Short problem >> Rewrite every line of the listing below, requests included, raising each x and y coordinate in the answers by 92.
====== Working data
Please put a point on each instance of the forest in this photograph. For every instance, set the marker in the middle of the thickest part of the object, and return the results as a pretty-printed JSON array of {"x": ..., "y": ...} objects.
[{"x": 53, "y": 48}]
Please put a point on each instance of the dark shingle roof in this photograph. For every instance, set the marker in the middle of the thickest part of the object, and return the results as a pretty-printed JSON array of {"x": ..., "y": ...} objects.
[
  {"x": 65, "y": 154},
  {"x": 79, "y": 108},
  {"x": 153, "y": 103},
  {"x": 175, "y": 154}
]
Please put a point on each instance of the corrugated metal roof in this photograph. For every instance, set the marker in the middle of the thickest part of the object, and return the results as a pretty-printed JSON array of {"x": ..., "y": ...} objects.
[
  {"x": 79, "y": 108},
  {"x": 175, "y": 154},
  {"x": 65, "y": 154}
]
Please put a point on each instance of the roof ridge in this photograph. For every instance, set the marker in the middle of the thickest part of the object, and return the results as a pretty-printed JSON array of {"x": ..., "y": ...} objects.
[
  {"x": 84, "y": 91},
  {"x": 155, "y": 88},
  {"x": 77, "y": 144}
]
============
Complete output >>
Please put a point on each instance of the forest in this photograph. For every instance, set the marker in the middle of the thickest part of the object, and return the results as a pretty-printed JSON array of {"x": ..., "y": ...} objects.
[{"x": 145, "y": 140}]
Please put a point on each instance of the dark shingle roof in this photograph. For every instance, set the marker in the middle of the thickest part of the object, and return the results as a pretty-printed JSON array of {"x": ..., "y": ...} objects.
[
  {"x": 157, "y": 246},
  {"x": 171, "y": 200},
  {"x": 245, "y": 195},
  {"x": 267, "y": 246}
]
Please put a point on each instance of the corrugated metal roof in this photograph. For every instance, set the marker in the middle of the thickest part of the object, and return the results as a pretty-printed JSON array of {"x": ..., "y": ...} objects.
[
  {"x": 171, "y": 200},
  {"x": 267, "y": 246},
  {"x": 157, "y": 246}
]
Please put a point on each instance of the roof ridge in this photograph. For every instance, set the marker in the middle of the thickest part of the object, and return the results as a pretty-printed JSON array of {"x": ..., "y": ...} objects.
[
  {"x": 176, "y": 183},
  {"x": 247, "y": 180},
  {"x": 169, "y": 236}
]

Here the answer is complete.